■ **Text**:
Parea AI provides a SDK to evaluate & monitor your AI applications. Below you can see quickstarts to:

Our full docs are here.

Installation

pip install -U parea-ai

or install with Poetry

poetry add parea-ai

Evaluating Your LLM App

Testing your AI app means to execute it over a dataset and score it with an evaluation function. This is done in Parea by defining & running experiments. Below you can see can example of how to test a greeting bot with the Levenshtein distance metric.

from parea import Parea, trace
from parea.evals.general import levenshtein

p = Parea(api_key="<<PAREA_API_KEY>>")  # replace with Parea AI API key

# use the trace decorator to score the output with the Levenshtein distance  
@trace(eval_funcs=[levenshtein])
def greeting(name: str) -> str:
    return f"Hello {name}"

data = [
    {"name": "Foo", "target": "Hi Foo"},
    {"name": "Bar", "target": "Hello Bar"},
]

p.experiment(
    name="Greeting",
    data=data,
    func=greeting,
).run()

In the snippet above, we used the trace decorator to capture any inputs & outputs of the function. This decorator also enables to score the output by executing the levenshtein eval in the background. Then, we defined an experiment via p.experiment to evaluate our function (greeting) over a dataset (here a list of dictionaries). Finally, calling run will execute the experiment, and create a report of outputs, scores & traces for any sample of the dataset. You can find a link to the executed experiment here. (todo: fill-in experiment)

More Resources

Read more about how to write, run & analyze experiments in our docs.

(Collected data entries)
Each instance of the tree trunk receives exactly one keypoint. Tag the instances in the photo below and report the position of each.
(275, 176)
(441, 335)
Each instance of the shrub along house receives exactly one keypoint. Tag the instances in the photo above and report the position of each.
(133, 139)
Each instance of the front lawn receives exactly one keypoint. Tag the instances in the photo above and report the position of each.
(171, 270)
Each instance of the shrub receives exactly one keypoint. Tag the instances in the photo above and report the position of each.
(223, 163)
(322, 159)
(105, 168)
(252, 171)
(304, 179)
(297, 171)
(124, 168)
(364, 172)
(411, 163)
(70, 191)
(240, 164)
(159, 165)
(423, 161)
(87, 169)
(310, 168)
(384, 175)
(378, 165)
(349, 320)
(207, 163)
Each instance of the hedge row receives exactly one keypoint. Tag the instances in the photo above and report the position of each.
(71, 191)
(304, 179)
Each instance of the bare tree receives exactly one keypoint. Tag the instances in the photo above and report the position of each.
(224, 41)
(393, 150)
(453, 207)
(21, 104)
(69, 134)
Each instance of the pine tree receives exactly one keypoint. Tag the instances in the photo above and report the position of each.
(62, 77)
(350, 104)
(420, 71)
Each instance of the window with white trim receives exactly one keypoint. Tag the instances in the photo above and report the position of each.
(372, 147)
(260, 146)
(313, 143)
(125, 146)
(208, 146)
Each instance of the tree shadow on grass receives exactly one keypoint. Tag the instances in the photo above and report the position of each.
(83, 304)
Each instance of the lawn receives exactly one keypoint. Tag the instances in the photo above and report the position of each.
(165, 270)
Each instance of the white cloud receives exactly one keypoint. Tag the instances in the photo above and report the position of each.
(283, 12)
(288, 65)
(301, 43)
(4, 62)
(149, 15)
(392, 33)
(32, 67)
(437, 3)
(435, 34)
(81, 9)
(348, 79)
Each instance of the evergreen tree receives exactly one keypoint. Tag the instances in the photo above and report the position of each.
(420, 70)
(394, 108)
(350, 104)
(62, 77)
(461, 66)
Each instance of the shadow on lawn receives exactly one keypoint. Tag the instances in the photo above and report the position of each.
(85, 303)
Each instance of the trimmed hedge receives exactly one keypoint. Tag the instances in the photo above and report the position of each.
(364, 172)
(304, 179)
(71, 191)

* * *

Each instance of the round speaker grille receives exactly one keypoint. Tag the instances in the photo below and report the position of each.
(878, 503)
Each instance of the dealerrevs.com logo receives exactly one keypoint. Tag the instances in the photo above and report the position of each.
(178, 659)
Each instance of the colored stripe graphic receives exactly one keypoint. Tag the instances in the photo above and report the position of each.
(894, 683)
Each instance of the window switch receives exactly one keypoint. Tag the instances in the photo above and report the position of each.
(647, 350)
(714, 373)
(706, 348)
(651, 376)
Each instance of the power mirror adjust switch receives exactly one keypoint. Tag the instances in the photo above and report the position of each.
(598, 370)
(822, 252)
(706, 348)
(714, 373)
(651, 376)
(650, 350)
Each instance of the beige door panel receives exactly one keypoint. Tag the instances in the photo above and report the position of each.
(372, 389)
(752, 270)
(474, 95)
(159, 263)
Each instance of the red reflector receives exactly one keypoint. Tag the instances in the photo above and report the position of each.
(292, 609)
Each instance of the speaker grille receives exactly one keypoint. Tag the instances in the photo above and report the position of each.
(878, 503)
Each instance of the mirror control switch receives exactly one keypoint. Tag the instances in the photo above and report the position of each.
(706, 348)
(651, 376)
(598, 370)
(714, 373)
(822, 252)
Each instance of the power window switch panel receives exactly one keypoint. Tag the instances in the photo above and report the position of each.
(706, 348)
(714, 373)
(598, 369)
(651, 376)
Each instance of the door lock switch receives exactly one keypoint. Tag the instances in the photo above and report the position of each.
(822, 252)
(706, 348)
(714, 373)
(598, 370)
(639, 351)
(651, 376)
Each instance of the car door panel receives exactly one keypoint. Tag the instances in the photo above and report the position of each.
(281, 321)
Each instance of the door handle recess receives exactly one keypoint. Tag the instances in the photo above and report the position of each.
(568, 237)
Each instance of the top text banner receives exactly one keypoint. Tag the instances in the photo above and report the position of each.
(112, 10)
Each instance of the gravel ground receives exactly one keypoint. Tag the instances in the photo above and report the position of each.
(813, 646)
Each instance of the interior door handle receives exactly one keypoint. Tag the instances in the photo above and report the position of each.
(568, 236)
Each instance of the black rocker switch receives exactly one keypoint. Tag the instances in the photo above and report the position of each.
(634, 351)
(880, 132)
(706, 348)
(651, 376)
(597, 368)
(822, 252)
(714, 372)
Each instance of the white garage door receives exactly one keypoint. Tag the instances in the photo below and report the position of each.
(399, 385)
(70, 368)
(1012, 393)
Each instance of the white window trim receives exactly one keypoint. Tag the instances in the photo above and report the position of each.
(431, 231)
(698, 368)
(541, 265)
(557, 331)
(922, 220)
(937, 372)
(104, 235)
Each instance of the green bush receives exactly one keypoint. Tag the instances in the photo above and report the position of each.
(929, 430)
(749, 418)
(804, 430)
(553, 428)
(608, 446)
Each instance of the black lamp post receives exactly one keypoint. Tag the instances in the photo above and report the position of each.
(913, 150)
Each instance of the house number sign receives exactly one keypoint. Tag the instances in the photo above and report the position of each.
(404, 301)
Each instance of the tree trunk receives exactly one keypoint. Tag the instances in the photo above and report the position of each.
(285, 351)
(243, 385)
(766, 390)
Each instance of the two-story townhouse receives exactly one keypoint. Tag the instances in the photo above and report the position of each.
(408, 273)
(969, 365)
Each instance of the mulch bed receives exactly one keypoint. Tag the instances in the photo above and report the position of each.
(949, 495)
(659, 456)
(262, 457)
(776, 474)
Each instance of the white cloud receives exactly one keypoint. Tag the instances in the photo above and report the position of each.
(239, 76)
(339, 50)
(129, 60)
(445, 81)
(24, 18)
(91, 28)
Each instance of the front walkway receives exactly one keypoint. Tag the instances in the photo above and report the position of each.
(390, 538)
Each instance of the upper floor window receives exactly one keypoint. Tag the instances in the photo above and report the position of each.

■ **Work instruction 1**: In the Parea AI text, what metric is used to test the greeting bot?
■ **Work instruction 2**: Transcribe the part of the Parea AI text between "Testing your AI" and "Levenshtein distance metric.", inclusive.

■ **Your solution 1**: The Levenshtein distance metric.

■ **Your solution 2**:
Testing your AI app means to execute it over a dataset and score it with an evaluation function. This is done in Parea by defining & running experiments. Below you can see can example of how to test a greeting bot with the Levenshtein distance metric.